▶ **TASK STATEMENT**
Copy the lines below, swapping each "shipping container" for "cargo container" and leaving everything else as it is. Don't include the picture in your answer.
--- INPUT ---
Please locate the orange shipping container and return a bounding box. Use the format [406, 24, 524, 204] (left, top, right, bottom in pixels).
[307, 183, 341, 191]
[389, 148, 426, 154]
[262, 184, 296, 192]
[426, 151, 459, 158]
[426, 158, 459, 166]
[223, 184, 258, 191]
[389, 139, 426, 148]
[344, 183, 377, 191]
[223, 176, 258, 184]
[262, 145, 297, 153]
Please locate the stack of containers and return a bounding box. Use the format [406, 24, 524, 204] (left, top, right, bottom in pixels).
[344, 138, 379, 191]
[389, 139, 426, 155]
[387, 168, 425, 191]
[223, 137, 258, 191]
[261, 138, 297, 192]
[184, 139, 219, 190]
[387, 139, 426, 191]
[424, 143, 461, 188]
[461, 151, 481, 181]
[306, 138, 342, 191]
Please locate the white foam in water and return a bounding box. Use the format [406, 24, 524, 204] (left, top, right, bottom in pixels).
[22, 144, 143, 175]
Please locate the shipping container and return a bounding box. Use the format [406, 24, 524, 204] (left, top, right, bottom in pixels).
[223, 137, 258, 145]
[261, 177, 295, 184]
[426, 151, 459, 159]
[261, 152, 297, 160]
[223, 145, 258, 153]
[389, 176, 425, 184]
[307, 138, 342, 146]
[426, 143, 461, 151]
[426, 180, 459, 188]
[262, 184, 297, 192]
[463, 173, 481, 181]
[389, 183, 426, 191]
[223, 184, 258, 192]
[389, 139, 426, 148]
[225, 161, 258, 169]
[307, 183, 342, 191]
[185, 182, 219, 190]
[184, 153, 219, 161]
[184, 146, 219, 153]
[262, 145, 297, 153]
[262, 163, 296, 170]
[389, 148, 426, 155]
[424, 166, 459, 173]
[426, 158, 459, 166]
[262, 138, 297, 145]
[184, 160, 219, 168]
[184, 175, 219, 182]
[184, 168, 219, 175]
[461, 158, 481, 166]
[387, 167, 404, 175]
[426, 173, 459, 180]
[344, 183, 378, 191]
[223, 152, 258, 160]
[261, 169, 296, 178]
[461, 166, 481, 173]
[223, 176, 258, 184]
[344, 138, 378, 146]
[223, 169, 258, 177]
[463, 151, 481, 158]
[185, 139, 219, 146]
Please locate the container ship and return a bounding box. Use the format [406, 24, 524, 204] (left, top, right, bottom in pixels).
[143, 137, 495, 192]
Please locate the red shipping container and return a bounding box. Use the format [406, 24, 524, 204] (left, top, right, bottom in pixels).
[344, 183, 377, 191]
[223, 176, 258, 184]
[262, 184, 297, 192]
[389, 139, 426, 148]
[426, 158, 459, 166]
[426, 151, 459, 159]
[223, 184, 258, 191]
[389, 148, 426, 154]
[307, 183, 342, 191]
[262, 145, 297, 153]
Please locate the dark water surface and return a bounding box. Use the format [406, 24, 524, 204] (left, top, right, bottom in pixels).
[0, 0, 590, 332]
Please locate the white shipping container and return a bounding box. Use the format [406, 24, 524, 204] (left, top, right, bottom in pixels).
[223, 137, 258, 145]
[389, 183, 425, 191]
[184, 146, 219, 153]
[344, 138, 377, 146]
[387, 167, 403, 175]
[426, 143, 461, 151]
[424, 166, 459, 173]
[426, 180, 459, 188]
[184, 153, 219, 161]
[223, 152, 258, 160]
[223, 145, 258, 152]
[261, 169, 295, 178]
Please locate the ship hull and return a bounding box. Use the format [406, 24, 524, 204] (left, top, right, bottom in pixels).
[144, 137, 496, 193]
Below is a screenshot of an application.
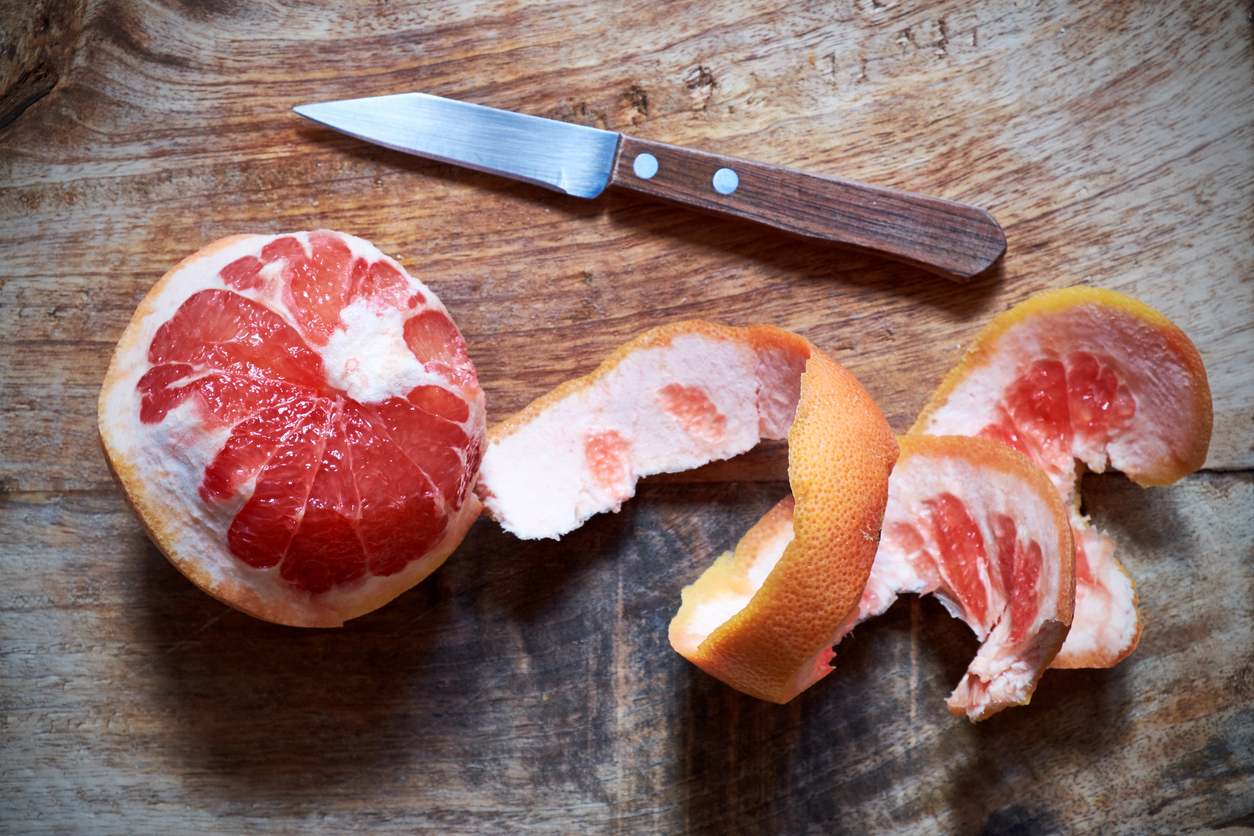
---
▶ **ANSWER TO THE PROBLEM**
Please locate the orange cargo container and return a bounding box. Use the format [406, 24, 524, 204] (left, top, right, bottom in pixels).
[307, 183, 341, 191]
[389, 148, 426, 154]
[262, 184, 296, 192]
[426, 151, 459, 158]
[426, 158, 459, 166]
[223, 184, 258, 191]
[389, 139, 426, 148]
[344, 183, 377, 191]
[223, 176, 258, 184]
[262, 145, 297, 153]
Please locate the stack of containers and return a bounding box. Use the format [406, 24, 524, 204] (left, top, right, bottom in pixels).
[344, 138, 379, 191]
[389, 139, 426, 155]
[387, 168, 425, 191]
[223, 137, 258, 191]
[261, 138, 297, 192]
[184, 139, 219, 190]
[387, 139, 426, 191]
[424, 143, 461, 188]
[461, 151, 481, 181]
[306, 138, 342, 191]
Please locate the white foam in water and return a bounding box. Use the format [406, 24, 524, 204] (left, top, right, bottom in pixels).
[22, 144, 143, 175]
Please locate the cargo container and return a bounding box. Use the format [406, 24, 524, 204] (left, top, right, bottom in pixels).
[223, 137, 258, 145]
[261, 177, 295, 184]
[426, 151, 459, 159]
[261, 152, 297, 160]
[223, 145, 258, 153]
[389, 176, 425, 184]
[307, 138, 342, 146]
[426, 143, 461, 151]
[426, 180, 459, 188]
[262, 184, 297, 192]
[463, 173, 481, 181]
[389, 183, 426, 191]
[223, 184, 258, 192]
[389, 139, 426, 148]
[225, 161, 258, 169]
[307, 183, 342, 191]
[185, 182, 219, 190]
[184, 153, 219, 161]
[184, 146, 219, 153]
[262, 145, 297, 153]
[262, 163, 296, 170]
[389, 148, 426, 155]
[424, 166, 459, 173]
[426, 158, 459, 166]
[262, 138, 297, 145]
[184, 160, 219, 168]
[184, 175, 219, 182]
[184, 168, 219, 175]
[461, 158, 481, 166]
[387, 167, 404, 175]
[426, 173, 459, 180]
[344, 183, 378, 191]
[223, 152, 258, 160]
[261, 169, 296, 178]
[461, 166, 481, 173]
[223, 176, 258, 184]
[344, 138, 378, 146]
[223, 169, 258, 177]
[463, 151, 481, 158]
[185, 139, 219, 146]
Please locate the container ship and return a bounding box. Use the format [406, 24, 524, 204] (left, top, right, bottom in pixels).
[143, 137, 495, 192]
Please locate the red cargo container and return a bounding box. Use the format [406, 24, 524, 204] (left, top, right, bottom in pixels).
[344, 183, 377, 191]
[223, 176, 258, 184]
[262, 184, 297, 192]
[389, 139, 426, 148]
[426, 158, 459, 166]
[426, 151, 459, 159]
[223, 184, 258, 191]
[389, 148, 426, 154]
[307, 183, 342, 191]
[262, 145, 297, 153]
Please locate the dark water surface and return a bounding box. Use the format [406, 24, 524, 204] (left, top, right, bottom in pixels).
[0, 0, 590, 332]
Please locate the white cargo container and return a bounding box. Use the format [406, 24, 524, 204] (left, top, right, bottom in pixels).
[223, 137, 258, 145]
[389, 183, 425, 191]
[184, 146, 219, 153]
[344, 138, 377, 146]
[387, 167, 403, 175]
[426, 143, 461, 151]
[424, 166, 459, 173]
[426, 180, 459, 188]
[184, 153, 219, 161]
[223, 152, 258, 160]
[223, 145, 258, 152]
[261, 169, 295, 178]
Please locate the ship hull and return a bounding box. Use the format [406, 24, 524, 204] (left, top, right, bottom in pixels).
[144, 137, 496, 193]
Below is a screenshot of an application.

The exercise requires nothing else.